◆ Document passage
|---|

Høstutstillingen or Statens kunstutstilling (English: The Autumn Exhibition or National Art Exhibition) is an annual art exhibition in Oslo, Norway. The exhibition is Norway's largest marking of contemporary art and takes place each autumn. It is arranged by Norske Billedkunstnere. The exhibition is set up on the basis of free submission. Den nasjonale jury (Eng: The National Jury), which is responsible for the assessment of the submitted work, consists of a technician in each of the techniques painting, sculpture, graphics, drawing, textile, and other techniques.

The first Høstutstillingen was held as Kunstnernes Utstilling (eng: The Artists Exhibition) in 1882. It was held as a radical protest against the established bourgeois dominance in Christiania Kunstforening (eng: Christiania Art Society) and that it would not let an artist jury decide the purchases for the association's annual exhibition. The protest was led by famous artists such as Frits Thaulow, Christian Krogh and Erik Werenskiold. In 1884 the exhibition received state aid, and was renamed Statens Kunstutstilling (eng: The National Art Exhibition). It was intended to show the quality and range of Norwegian art. In 1891, an image of Edvard Munch was bought by Nasjonalgalleriet (eng: The National Gallery) for 200 Norwegian kroner. From 1894 the exhibition was held in the spring twice, but quickly found its permanent place in the fall. Since 1930 the exhibition has been shown in Kunstnernes Hus (eng: Artists' House).

Traditionally, the visual art forms of sculpture, drawing, graphics, textiles and paintings have been represented in the exhibition. There are, however, more and more common among artists to work within the umbrella term "other techniques", that is photography, film, performance art, sound and so on. The exhibition has therefore been open to a wide range of forms of expression in the recent years. It has not always been so. Kåre Kivijärvi (1938–1991) was the first photographer who was allowed to exhibit his works at Høstutstillingen. This happened in 1971. He thus paved the way for photography as art that was accepted by the exhibition board. Video and mobile phone photos are among the newer forms of expression in the exhibition.

In 2004 there were 1200 registered works for Høstutstillingen. Of these, only 117 were shown at the exhibition. The following year there were over 1700 registered artworks. It is the largest number of registered artworks for the exhibition so far. In 2004, 31 533 persons visited the exhibition, and that was an increase of about 2000 from the previous year.

In 2008, 4289 works were submitted for the first round of jury review. Of these, 110 works by 108 artists was accepted by the selection committee. 55 participants had their debut.

|---|

◆ Information supplied
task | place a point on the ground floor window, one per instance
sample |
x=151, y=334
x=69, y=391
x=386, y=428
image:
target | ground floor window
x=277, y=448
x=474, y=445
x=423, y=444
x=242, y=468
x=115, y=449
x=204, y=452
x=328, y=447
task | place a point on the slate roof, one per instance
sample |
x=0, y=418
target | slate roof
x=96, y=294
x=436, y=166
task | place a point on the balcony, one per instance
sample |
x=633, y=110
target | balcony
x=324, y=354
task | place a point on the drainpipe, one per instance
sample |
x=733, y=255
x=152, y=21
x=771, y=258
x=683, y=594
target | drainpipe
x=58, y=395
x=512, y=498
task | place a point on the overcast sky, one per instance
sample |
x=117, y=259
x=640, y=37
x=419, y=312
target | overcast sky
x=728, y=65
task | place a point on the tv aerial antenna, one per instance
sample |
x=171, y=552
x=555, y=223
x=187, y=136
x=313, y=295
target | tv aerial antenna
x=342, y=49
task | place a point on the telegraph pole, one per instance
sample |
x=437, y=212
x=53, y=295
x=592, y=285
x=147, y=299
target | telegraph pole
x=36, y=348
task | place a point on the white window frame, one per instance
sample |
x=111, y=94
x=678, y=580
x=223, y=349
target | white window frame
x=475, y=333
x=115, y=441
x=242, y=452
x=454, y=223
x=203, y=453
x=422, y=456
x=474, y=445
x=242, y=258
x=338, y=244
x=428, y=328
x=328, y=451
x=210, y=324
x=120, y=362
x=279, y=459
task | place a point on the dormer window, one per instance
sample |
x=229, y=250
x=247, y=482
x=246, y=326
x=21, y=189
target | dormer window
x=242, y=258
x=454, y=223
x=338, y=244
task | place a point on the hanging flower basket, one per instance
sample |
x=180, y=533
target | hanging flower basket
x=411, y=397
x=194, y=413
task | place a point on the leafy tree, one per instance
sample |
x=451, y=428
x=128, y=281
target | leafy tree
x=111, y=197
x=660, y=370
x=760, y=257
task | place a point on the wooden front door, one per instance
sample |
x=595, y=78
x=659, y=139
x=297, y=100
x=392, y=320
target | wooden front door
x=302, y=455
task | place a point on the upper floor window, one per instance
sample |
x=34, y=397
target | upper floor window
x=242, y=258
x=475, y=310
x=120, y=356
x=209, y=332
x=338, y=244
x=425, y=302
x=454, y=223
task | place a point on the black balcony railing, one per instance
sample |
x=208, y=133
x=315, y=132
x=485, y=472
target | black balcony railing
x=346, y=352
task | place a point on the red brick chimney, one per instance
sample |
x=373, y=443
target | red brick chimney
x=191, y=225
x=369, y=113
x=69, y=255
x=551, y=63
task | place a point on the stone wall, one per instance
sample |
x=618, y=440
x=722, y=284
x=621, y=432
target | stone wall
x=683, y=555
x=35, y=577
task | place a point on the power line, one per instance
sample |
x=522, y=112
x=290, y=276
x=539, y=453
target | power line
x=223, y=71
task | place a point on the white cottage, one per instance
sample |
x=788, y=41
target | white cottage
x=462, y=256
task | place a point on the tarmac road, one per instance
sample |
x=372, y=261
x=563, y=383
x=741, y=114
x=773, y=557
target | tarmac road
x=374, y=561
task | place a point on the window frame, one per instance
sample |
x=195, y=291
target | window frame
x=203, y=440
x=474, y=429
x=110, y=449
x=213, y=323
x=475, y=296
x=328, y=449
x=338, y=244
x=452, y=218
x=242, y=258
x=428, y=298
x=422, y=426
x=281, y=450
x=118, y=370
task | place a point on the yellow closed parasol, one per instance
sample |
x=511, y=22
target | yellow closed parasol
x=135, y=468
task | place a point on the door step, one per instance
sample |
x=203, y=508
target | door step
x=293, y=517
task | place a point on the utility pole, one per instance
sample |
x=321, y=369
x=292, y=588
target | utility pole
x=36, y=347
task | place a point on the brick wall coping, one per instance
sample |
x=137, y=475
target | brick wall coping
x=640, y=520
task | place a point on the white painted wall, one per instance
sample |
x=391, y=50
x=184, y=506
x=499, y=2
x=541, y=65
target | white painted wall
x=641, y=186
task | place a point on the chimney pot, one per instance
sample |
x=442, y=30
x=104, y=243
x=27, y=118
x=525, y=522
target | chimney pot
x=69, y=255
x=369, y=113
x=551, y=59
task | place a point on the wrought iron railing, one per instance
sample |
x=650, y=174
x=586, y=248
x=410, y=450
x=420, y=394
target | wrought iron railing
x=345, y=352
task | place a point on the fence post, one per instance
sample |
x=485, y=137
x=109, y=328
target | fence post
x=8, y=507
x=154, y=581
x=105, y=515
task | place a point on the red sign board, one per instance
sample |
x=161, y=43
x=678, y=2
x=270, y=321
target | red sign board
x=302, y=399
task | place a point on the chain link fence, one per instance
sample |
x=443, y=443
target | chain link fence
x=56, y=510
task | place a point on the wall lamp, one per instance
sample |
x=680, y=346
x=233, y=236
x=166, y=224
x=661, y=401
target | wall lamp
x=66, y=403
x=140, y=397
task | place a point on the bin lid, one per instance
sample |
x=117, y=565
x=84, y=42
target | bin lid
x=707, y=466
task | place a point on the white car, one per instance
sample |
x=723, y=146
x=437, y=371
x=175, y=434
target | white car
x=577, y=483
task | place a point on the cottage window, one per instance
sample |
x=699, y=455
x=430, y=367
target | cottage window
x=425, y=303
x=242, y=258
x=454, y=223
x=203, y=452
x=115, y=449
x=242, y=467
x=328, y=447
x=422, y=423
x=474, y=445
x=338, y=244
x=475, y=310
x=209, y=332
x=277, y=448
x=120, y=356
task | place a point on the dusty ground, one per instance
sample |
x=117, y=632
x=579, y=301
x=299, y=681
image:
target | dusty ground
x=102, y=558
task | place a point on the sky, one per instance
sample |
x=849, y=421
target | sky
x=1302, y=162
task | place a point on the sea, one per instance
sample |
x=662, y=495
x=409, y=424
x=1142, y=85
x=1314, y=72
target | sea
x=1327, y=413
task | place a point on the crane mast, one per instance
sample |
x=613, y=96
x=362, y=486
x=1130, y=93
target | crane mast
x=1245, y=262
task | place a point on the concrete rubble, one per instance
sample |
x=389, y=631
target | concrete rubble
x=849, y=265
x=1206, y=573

|---|

◆ Work to complete
1 - Type out the stretch of the Høstutstillingen passage from "In 2004 there" through "the previous year.".
2 - Answer from the Høstutstillingen passage:
(a) In what year did the exhibition first receive state aid?
(b) Who was the first photographer allowed to exhibit at Høstutstillingen?
(c) How many works were submitted for the first round of jury review in 2008?
The listing has no connection to the passage on the Høstutstillingen.

◆ Answers in order
1 -
In 2004 there were 1200 registered works for Høstutstillingen. Of these, only 117 were shown at the exhibition. The following year there were over 1700 registered artworks. It is the largest number of registered artworks for the exhibition so far. In 2004, 31 533 persons visited the exhibition, and that was an increase of about 2000 from the previous year.

2 -
(a) 1884
(b) Kåre Kivijärvi
(c) 4289